#### [THE DATA]
---------------

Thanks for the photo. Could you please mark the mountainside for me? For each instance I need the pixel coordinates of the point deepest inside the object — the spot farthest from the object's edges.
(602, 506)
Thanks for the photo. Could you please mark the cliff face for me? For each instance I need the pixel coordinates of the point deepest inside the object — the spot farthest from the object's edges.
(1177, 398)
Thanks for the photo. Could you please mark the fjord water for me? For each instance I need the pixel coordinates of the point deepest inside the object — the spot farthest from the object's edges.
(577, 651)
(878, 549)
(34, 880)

---------------

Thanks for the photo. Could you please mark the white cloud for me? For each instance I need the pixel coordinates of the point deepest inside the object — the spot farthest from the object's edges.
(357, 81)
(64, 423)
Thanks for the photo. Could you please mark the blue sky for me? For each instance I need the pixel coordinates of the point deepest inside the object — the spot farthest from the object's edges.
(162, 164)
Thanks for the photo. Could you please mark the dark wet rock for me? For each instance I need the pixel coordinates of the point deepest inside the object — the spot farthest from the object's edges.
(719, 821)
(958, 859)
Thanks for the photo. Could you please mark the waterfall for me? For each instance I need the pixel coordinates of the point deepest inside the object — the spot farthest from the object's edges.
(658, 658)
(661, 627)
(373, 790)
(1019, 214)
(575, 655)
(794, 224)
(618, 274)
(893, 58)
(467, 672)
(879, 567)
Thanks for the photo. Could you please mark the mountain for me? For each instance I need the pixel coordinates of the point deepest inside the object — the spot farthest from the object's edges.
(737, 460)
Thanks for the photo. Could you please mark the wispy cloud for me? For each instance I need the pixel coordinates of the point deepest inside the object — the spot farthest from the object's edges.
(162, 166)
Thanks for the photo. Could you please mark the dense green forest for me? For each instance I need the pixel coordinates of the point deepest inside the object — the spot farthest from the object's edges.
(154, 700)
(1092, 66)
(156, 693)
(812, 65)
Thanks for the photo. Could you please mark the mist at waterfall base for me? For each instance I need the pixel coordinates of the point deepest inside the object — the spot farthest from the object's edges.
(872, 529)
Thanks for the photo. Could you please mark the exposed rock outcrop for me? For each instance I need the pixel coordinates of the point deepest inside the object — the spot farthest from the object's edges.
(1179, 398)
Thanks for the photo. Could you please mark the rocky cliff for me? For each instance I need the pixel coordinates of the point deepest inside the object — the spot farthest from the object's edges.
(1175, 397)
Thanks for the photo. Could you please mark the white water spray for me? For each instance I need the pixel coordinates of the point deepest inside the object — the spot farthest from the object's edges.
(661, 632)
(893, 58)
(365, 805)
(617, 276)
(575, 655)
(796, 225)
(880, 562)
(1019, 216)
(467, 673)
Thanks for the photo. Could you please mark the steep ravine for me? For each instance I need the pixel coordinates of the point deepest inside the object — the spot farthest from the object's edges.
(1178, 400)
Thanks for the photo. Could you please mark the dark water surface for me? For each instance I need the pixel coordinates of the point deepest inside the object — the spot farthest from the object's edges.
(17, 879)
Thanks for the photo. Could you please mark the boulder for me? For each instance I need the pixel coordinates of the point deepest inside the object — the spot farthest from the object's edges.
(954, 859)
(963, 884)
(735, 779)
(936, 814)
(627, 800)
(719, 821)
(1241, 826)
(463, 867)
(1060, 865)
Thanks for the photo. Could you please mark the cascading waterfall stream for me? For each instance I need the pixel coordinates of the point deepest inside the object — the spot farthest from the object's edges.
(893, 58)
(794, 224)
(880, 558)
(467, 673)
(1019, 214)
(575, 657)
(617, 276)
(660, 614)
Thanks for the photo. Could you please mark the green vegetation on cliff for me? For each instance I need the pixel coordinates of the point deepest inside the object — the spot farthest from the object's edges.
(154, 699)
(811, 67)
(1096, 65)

---------------

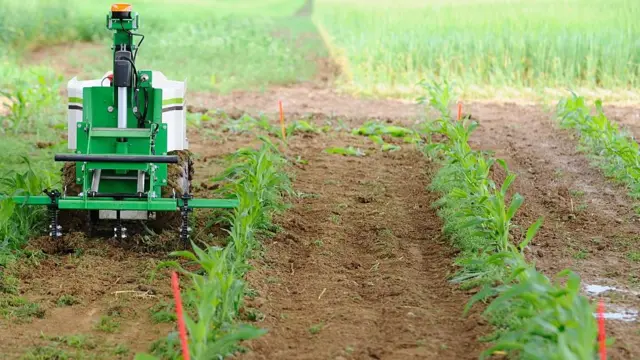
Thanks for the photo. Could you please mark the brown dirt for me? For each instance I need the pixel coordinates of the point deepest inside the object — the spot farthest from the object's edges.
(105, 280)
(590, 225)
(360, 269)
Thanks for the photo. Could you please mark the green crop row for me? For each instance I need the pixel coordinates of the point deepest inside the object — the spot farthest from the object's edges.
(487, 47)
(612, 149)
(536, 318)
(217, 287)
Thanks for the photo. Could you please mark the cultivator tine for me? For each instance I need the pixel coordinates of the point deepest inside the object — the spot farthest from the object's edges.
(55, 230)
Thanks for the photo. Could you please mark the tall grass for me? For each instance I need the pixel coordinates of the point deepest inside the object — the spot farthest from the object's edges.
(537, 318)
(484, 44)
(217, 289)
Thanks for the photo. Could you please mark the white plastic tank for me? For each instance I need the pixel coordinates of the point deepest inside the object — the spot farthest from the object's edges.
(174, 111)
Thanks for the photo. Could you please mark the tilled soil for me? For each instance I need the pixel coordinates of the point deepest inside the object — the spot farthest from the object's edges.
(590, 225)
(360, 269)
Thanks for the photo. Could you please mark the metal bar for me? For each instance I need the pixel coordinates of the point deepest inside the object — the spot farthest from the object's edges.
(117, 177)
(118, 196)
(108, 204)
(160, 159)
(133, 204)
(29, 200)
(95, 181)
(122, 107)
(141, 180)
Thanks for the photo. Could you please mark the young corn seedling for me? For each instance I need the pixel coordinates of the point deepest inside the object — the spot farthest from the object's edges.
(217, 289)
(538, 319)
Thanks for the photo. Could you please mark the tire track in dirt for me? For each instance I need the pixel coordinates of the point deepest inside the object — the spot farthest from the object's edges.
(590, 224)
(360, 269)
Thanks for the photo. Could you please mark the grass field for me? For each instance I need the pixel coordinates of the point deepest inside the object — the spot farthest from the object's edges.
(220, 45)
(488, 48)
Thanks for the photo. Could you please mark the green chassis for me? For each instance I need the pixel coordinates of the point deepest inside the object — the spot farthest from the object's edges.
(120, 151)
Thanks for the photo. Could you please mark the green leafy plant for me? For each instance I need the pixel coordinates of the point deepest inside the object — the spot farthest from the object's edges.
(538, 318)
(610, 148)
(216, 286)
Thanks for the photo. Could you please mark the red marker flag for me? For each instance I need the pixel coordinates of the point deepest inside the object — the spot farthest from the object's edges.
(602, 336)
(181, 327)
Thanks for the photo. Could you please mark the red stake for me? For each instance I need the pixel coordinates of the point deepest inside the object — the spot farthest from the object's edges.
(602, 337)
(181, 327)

---------------

#### [WHAT IS NEEDED]
Pull out every line in the records above that contains the word "cloud", copying each one in full. Match case exactly.

#### [CORRECT OUTPUT]
Thanks for the photo. Could you please mark the white cloud for me? For each instance I need the pixel coordinates of the point deepest inside the object — the spot farthest from the object's edges.
Thanks for the photo. Could you please mark the wispy cloud for me? For each instance I need the pixel coordinates of the point deepest inside the object — the spot farthest from the object's edges.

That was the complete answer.